**LIST OF TASKS:**
1. Render the sentence "A couple of goals were deflected." from the football commentary into Spanish.
2. Write out the passage of the football commentary starting at "A couple of" and ending at "that day, either).".

[[ READING PASSAGE open ]]

On Saturday we had a poor first half (but not as bad as some reports suggest), and an excellent second half (which, having said that, wasn't quite up there with breathtaking Brazilian best, circa 1970).

And yet somehow, somewhere along the line, we appear to have failed miserably on Saturday. At 2-2, and down to ten men, a mere draw (to my addled mind) would have been a moral victory. To score two further goals was, all things considered, fairly remarkable. That we didn't hit the heights of the greatest teams in history is irrelevant. But surely any team that scores four second half goals (two with a numerical disadvantage), away from home, when trailing 2-0 at half-time deserves to, on balance, be loudly applauded? Why should the first half be the lingering taste in journalists' mouths, as if the second half was an irrelevance?

A couple of goals were deflected. Therefore, apparently they don't seem to count. (Two were deflected against Norwich as well - and yet players who don't shoot will never score; and it doesn't mean we didn't deserve to win that day, either).

We were lucky (apparently). And yet, if it we are so lucky, how many other teams at the top have lost clearly their best player to long-term injury this season? We are not at our strongest - with other players injured or tired after flying around the world - and yet we scored four goals away from home. Gerrard, Alonso and Kewell are all players Mr. Ferguson has either tried to sign, or publicly admitted wishing he could sign (as was Michael Owen, who departed at a stage of the season that left no time to find a replacement). None of them were able to start for us. Any team would miss quality like that. Chelsea finally lost a game after their £25m striker missed his first game due to injury. And they have a £200m squad of fit players.

It's a little pointless getting wound up by the newspapers, but some of the tripe that gets written is disappointing in that, in some idealistic way, you'd expect better; it would be nice, for a start, if more than a handful of football correspondents actually understood the game. I do not expect fawning praise when we win, but some balance and genuine insight would be nice. Jeremy Alexander (without wishing to invert some snobbery, hardly a 'football' name), of the Guardian, is one such man I'd like to sit down alongside to explain the game to; I may be wrong, but doubt he's even kicked a ball.

[[ READING PASSAGE closed ]]
[[ RAW DATA open ]]

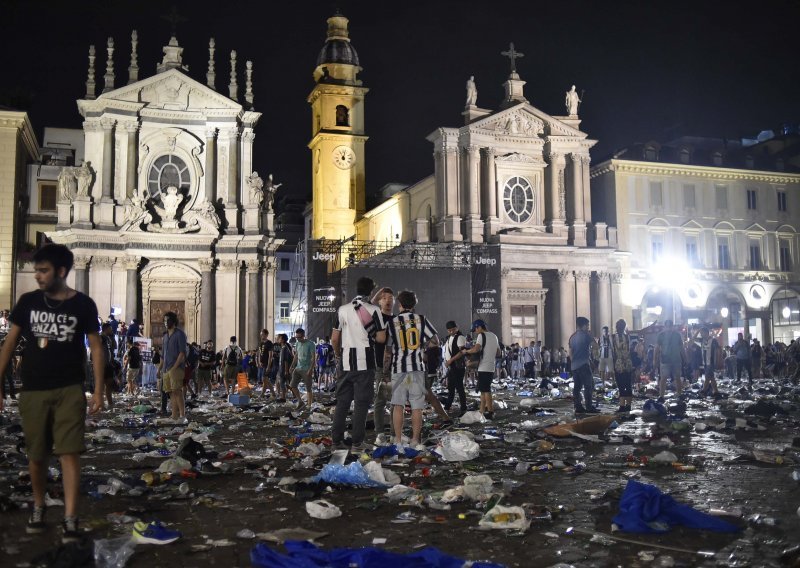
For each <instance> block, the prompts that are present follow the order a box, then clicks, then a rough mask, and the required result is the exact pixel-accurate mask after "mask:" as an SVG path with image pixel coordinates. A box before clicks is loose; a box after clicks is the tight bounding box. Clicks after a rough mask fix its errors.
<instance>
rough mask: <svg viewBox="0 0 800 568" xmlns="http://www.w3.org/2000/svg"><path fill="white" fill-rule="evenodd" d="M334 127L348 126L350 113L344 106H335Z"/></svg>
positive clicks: (338, 105)
mask: <svg viewBox="0 0 800 568" xmlns="http://www.w3.org/2000/svg"><path fill="white" fill-rule="evenodd" d="M336 126H350V111H349V110H348V108H347V107H346V106H344V105H336Z"/></svg>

[[ RAW DATA closed ]]

**ANSWERS BY ITEM:**
1. Un par de goles fueron desviados.

2.
A couple of goals were deflected. Therefore, apparently they don't seem to count. (Two were deflected against Norwich as well - and yet players who don't shoot will never score; and it doesn't mean we didn't deserve to win that day, either).